- Prompt: Scan the data below and report how many lines include the word "marker". Nothing else is wanted.
"""
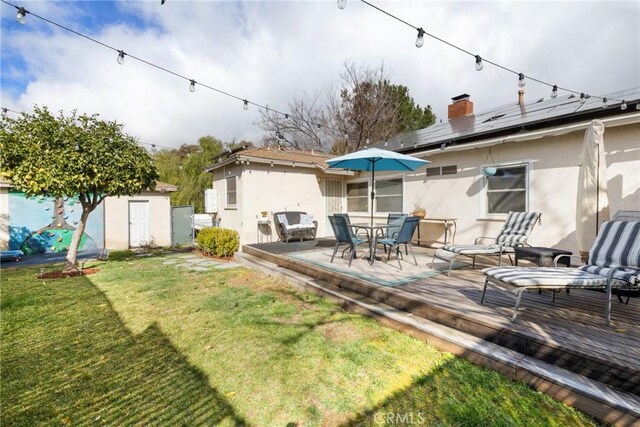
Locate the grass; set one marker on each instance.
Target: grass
(142, 343)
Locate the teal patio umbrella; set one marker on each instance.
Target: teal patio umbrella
(375, 159)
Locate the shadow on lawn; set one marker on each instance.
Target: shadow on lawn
(454, 394)
(67, 358)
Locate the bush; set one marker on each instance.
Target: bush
(218, 241)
"""
- Task result: 4